#### TEXT SHOWN
——————
When my cousin was born, my aunt and uncle were told that he didn’t have a high chance of surviving the week. He was extremely preterm at about 24 or 25 weeks and was also born with medical complications. After months in the hospital however, he was allowed to go home and though he was frail during his elementary years he eventually grew up to be on the varsity football team in high school and continues to be robust and healthy to this day. My aunt and uncle were one of the lucky ones, but other parents of very preterm children are sometimes not as fortunate.

There are many factors that influence preterm survival rate and a study conducted in 2008 set out to examine some of them to determine which preterm infants were most likely to survive. In the study, 4,000 very preterm infants born between the 22nd and 25th week of pregnancy were studied to identify which factors meant life or death.
——————
#### GIVEN RECORDS

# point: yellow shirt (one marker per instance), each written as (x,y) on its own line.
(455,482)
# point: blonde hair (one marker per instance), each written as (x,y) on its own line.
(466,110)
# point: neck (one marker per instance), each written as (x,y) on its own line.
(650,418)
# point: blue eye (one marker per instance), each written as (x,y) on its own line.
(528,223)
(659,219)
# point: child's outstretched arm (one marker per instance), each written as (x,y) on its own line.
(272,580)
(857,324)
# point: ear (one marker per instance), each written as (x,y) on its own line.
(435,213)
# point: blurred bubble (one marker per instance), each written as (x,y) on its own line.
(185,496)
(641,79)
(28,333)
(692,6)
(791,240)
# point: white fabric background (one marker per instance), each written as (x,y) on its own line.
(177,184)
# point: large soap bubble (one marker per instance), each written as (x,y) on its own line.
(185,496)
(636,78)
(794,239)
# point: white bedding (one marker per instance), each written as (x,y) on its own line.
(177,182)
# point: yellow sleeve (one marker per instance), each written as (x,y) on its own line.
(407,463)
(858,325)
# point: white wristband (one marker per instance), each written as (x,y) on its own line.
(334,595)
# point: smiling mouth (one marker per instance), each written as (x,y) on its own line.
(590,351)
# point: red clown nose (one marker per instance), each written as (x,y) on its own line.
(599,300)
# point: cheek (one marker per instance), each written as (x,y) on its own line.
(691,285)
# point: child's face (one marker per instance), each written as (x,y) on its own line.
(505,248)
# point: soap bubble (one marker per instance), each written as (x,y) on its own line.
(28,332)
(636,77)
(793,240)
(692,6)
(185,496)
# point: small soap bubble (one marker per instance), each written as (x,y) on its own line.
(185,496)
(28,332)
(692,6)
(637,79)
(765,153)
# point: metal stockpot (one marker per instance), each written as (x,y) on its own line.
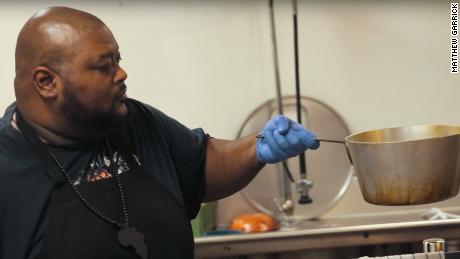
(407,165)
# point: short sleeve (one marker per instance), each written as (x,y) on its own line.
(187,149)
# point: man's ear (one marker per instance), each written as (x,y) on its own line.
(45,81)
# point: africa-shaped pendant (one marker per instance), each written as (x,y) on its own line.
(129,237)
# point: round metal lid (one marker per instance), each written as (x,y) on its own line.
(328,167)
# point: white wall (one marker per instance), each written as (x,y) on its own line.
(209,63)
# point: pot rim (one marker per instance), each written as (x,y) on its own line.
(453,131)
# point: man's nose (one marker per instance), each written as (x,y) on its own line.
(120,75)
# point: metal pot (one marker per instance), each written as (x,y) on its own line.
(407,165)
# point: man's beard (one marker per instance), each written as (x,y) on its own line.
(88,117)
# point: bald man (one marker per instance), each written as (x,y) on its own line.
(88,173)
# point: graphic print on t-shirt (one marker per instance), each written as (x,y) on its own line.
(101,168)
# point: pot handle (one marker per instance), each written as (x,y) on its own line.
(337,141)
(348,153)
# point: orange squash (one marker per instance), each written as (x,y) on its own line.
(253,223)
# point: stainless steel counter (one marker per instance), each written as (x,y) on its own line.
(358,230)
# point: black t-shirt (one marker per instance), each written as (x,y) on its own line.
(25,189)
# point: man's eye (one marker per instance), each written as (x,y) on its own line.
(105,68)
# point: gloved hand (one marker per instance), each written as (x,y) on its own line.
(282,138)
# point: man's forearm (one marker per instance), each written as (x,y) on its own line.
(230,166)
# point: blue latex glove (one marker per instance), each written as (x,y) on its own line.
(282,139)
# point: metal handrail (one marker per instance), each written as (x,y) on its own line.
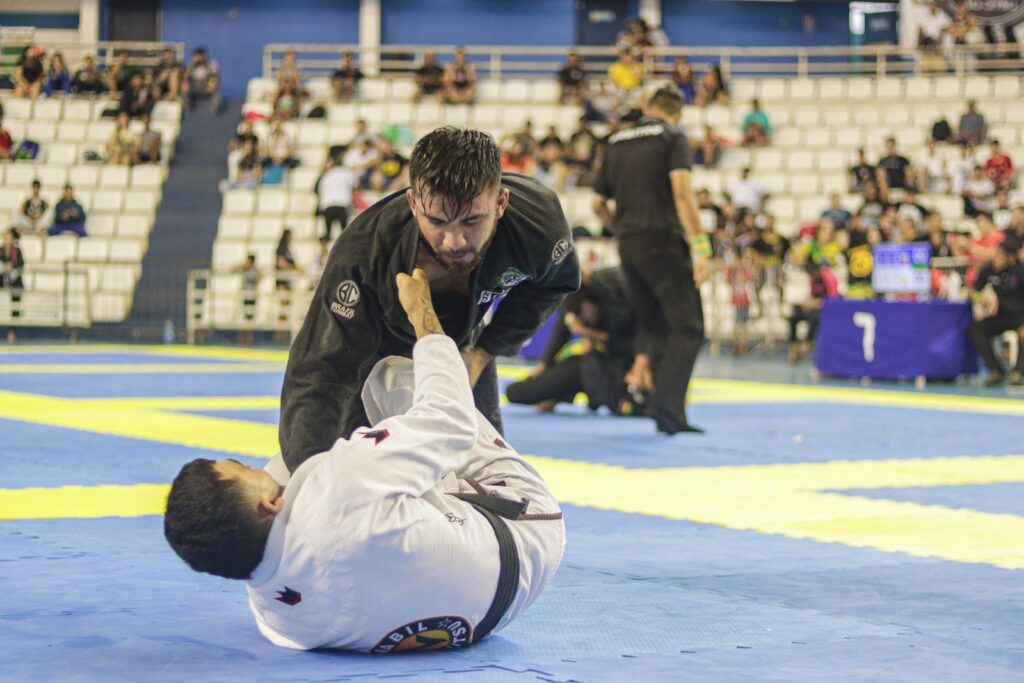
(502,60)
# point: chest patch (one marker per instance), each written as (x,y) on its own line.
(436,633)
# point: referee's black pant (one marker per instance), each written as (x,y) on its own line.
(670,318)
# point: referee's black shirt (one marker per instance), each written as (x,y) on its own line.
(635,174)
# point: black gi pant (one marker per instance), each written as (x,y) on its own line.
(670,317)
(598,375)
(982,333)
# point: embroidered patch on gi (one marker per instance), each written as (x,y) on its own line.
(561,250)
(347,296)
(289,596)
(436,633)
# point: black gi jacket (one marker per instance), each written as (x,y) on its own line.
(355,317)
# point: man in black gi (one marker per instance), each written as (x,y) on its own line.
(478,236)
(646,171)
(599,313)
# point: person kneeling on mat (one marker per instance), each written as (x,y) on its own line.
(424,531)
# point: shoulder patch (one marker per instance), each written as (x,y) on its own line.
(561,250)
(436,633)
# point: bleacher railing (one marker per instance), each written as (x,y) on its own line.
(217,300)
(502,60)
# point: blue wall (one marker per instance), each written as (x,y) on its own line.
(478,22)
(235,31)
(718,23)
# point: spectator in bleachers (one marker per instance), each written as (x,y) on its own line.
(571,81)
(973,127)
(287,102)
(873,207)
(290,74)
(279,147)
(895,171)
(909,208)
(11,267)
(250,285)
(682,77)
(29,73)
(150,142)
(345,79)
(861,173)
(137,99)
(998,308)
(932,175)
(460,81)
(334,189)
(167,76)
(1003,214)
(6,142)
(836,212)
(626,75)
(756,128)
(710,213)
(202,80)
(87,80)
(34,215)
(122,147)
(69,216)
(391,171)
(822,286)
(429,78)
(932,27)
(120,73)
(57,78)
(713,88)
(748,195)
(962,169)
(708,150)
(999,167)
(979,194)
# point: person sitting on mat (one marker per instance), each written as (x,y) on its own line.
(425,531)
(596,364)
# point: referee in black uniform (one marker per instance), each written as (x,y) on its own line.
(646,172)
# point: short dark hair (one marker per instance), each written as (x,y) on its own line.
(456,164)
(211,524)
(667,99)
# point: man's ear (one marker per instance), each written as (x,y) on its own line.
(503,201)
(268,506)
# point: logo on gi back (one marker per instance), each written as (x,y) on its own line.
(561,250)
(347,295)
(436,633)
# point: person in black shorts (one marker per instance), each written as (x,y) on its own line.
(646,171)
(478,235)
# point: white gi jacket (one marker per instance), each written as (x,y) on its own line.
(371,553)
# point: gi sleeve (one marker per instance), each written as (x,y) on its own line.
(529,304)
(330,358)
(409,454)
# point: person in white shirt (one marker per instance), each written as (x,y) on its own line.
(334,189)
(426,530)
(747,194)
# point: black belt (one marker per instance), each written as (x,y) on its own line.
(494,510)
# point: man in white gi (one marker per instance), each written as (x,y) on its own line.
(423,531)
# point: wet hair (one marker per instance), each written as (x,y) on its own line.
(211,524)
(667,99)
(457,165)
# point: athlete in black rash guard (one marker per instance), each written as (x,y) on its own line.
(477,233)
(646,171)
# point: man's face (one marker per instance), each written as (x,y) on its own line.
(257,481)
(458,242)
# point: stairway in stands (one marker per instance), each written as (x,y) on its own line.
(185,224)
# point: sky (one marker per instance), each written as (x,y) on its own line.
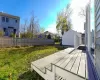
——————
#### EXPLORE THE MATERIAL
**1)** Condense the paragraph in the preterm birth text beginning "There are many factors that influence" into a short bulleted list that keeps its main facts.
**2)** Please extend the text on preterm infant survival with a few more sentences, picking up right after its final line.

#### ANSWERS PROVIDED
**1)**
- Many factors influence whether preterm infants survive.
- A 2008 study examined some of these factors to determine which preterm infants were most likely to survive.
- It studied 4,000 very preterm infants born between the 22nd and 25th week of pregnancy.
- Its aim was to identify which factors meant life or death.

**2)**
The first thing noticed by the researchers was that gestational age was a key factor. Obviously the longer the gestational period, the greater the chances were that the child would survive. It was determined that infants born at 25 weeks had a greater chance of survival than infants born at 22 weeks and below. In fact, infants born at 22 weeks were often given comfort care over intensive medical care because their chance of survival was so slim. Comfort care saw to the infant’s basic needs, but didn’t force the infant to undergo medical procedures that would likely to stressful or painful.

In addition to gestational age, other factors included the gender of the infant, birth weight, whether or not the mother was given medication to help with prenatal lung development, and if the infant was one of multiple births. Through the study, which was published in the New England Journal Of Medicine, it was found that female infants with higher birth weight who’s mothers had taken the antenatal steroids for lung development had a higher chance of surviving even though they were extremely preterm.

Co-author of the study, Dr. Rosemary Higgins commented that "many neonatal intensive care units base treatment decisions mainly on gestational age," said Dr. Higgins. "We found that it's much more accurate if the assessment is based on the combination of 5 factors, rather than just on gestational age."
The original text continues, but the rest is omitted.